→ **Passage**
════════════════
Oh well. So facebook will...probably happen. I mean it has to happen. I really need to start maintaining contacts within the country. I have been dragging my feet, but really there is no escape this time. I cannot just expect one or two phone calls a year, some promised e-mails, and maybe a visit to suffice. The other problem I have with this is that I am suspicious that I will be much more successful at maintaining Indian contacts if I have a bunch of stuff from American friends for them to look at and find me cool or whatever. There are a few people I don't mind adding, I suppose, but it goes against all my principles.

In other news The Lost Flamingoes of Bombay is...interesting. It started out really shallow and I am pretty sure it is going to stay shallow the entire time. So far it has been obsessed with sex (not pornographically, thankfully), but obsessed with sex. (can you reference a parenthetical aside directly in the sentence as if it weren't a parenthetical aside even though it is while still leaving as a parenthetical aside?) It is kind of a bizarre take from a native Indian since Bollywood is just barely getting around to kissing, much less, well, everything else.

Also, remind me to post my feelings on how India wants to censor foreign websites because they have "offensive content" but remains mum on the fact that The Times of India website features pornography on its front page every freaking day.

Also, also, I should probably figure out tags/labels here pretty soon before I get in too deep and have to waste hours going back and labeling everything. I assume at some point I may need to come back and reference something I wrote.

Am I applying any labels to this entry? No. No I am not, haha.

Midnight's Children

Done. Finally! I was ready for that book to be over about a hundred pages ago. Anyhow, it is done. And I enjoyed it. There is definitely a lot of stuff that I missed, I think. It seemed like Salman Rushdie was trying to be extremely obvious with the metaphorical content of the book, but most of it still went over my head. Which is actually more annoying than if I hadn't picked up on any of it. I will probably have to come around to it again at some point, but for now it is time for other things.
════════════════
→ **Written instruction 1**
According to the post, why does the writer want to work out tags soon? Answer in one to three sentences.
→ **Written instruction 2**
Rewrite the part of the post starting at "Oh well. So" and ending at "all my principles.", substituting "letters" for "phone calls".
Answer using only the post.

→ **Material supplied**
════════════════
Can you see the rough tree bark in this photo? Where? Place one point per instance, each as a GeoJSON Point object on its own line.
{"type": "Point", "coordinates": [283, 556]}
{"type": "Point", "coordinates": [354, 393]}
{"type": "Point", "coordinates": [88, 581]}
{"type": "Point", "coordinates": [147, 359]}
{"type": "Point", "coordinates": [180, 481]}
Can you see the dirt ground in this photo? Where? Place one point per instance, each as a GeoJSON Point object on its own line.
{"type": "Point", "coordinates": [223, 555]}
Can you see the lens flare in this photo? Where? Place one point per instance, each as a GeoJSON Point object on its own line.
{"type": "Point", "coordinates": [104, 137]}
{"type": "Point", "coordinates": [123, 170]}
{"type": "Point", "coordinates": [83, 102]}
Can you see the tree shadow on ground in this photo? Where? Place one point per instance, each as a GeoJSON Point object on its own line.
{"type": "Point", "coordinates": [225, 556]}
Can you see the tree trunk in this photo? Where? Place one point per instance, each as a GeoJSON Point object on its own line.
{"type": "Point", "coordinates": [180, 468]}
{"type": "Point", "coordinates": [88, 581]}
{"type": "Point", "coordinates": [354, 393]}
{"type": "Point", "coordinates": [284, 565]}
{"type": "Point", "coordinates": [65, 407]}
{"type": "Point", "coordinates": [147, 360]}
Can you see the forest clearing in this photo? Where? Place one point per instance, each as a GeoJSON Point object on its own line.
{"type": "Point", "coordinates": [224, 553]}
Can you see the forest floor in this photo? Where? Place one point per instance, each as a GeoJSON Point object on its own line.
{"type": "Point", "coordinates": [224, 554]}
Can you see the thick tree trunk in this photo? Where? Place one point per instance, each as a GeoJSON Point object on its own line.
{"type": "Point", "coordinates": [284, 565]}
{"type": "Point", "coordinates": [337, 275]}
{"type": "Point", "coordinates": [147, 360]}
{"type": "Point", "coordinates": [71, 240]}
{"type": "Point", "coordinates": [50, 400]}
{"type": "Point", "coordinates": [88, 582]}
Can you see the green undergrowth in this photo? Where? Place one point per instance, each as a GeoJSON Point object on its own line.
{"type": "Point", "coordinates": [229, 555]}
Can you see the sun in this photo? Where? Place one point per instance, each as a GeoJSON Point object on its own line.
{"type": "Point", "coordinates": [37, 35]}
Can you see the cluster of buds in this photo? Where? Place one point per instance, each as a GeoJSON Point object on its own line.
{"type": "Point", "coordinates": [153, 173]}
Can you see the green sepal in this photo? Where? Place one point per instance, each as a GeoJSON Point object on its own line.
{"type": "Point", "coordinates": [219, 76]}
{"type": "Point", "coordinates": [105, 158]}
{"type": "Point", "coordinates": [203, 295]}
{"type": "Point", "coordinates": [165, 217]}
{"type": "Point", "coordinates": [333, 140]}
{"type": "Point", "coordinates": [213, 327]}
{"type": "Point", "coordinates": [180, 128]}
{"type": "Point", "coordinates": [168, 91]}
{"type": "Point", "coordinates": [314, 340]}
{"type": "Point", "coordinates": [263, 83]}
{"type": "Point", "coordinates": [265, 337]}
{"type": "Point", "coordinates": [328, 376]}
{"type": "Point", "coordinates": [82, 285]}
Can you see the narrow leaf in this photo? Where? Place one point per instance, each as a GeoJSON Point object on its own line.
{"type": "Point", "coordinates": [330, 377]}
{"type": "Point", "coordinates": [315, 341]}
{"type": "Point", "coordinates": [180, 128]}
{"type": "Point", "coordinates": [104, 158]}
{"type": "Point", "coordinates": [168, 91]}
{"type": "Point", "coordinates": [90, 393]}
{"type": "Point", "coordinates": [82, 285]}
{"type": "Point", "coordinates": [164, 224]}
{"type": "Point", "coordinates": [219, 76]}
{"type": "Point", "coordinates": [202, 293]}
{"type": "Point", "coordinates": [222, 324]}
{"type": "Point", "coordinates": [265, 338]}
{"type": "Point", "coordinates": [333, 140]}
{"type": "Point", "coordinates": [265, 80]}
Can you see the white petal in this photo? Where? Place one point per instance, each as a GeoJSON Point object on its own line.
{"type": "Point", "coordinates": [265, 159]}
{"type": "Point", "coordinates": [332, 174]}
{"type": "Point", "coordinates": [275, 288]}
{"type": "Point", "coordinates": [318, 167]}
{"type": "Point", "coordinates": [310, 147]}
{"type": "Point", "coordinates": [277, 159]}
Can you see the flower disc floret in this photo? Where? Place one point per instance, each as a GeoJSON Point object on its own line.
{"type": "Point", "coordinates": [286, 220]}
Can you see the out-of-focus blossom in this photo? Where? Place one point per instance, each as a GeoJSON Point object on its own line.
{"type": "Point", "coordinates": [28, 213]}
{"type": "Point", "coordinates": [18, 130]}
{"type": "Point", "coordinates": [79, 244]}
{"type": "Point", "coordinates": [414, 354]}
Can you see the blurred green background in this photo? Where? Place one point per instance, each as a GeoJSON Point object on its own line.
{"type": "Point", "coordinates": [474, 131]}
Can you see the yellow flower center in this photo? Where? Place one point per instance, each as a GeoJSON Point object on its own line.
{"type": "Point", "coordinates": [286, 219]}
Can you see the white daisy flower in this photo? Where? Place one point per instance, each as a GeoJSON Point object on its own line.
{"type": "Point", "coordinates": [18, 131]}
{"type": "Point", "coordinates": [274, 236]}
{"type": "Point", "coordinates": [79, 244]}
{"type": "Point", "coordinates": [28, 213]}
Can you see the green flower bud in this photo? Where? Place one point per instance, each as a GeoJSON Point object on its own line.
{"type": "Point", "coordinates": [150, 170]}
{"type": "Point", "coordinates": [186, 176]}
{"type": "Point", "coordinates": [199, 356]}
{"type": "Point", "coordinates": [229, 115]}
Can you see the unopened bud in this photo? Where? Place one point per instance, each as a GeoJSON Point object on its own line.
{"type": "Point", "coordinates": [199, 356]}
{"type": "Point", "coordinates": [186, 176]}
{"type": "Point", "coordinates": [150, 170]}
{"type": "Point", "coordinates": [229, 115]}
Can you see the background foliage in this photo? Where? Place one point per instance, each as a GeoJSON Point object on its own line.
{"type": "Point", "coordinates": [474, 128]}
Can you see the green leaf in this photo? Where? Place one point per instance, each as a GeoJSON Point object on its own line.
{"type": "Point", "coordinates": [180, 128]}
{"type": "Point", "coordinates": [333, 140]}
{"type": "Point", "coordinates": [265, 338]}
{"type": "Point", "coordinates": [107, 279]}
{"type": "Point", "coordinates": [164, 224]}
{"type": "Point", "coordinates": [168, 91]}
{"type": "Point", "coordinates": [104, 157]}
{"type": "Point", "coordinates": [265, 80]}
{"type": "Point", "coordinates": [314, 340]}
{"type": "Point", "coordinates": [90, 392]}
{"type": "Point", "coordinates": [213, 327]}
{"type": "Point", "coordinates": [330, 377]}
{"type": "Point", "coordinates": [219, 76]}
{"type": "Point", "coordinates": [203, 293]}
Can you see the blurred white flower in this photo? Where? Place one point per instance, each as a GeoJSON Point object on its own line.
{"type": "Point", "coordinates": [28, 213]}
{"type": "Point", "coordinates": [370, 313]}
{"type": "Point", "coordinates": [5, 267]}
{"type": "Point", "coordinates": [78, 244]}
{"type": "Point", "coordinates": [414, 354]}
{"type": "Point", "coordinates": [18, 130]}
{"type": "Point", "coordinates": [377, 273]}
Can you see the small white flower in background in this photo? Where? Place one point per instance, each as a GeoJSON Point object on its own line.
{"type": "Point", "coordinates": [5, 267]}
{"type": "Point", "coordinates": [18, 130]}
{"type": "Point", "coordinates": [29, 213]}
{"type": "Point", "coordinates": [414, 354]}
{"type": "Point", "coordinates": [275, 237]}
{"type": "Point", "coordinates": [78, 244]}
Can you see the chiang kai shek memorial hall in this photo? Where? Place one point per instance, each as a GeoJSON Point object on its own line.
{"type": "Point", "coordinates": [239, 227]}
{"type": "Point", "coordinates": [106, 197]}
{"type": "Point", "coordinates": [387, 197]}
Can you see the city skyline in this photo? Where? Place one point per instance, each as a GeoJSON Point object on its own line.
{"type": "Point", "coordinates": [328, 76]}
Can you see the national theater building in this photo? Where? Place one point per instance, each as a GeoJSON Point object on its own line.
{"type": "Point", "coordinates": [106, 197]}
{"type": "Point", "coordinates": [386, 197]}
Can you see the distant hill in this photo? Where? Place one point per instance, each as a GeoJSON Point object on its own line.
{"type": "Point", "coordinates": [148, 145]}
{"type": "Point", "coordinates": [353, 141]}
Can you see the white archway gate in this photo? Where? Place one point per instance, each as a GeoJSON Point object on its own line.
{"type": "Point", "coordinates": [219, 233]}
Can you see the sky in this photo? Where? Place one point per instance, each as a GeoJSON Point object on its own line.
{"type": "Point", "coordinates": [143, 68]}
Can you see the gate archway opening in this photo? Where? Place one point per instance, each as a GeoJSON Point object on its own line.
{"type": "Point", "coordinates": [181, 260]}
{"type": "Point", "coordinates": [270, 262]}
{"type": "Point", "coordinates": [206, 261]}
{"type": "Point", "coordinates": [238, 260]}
════════════════
→ **Exercise solution 1**
The writer wants to sort out tags before getting in too deep and then having to waste hours going back to label everything. The writer also expects to need to come back later and reference something already written.

→ **Exercise solution 2**
Oh well. So facebook will...probably happen. I mean it has to happen. I really need to start maintaining contacts within the country. I have been dragging my feet, but really there is no escape this time. I cannot just expect one or two letters a year, some promised e-mails, and maybe a visit to suffice. The other problem I have with this is that I am suspicious that I will be much more successful at maintaining Indian contacts if I have a bunch of stuff from American friends for them to look at and find me cool or whatever. There are a few people I don't mind adding, I suppose, but it goes against all my principles.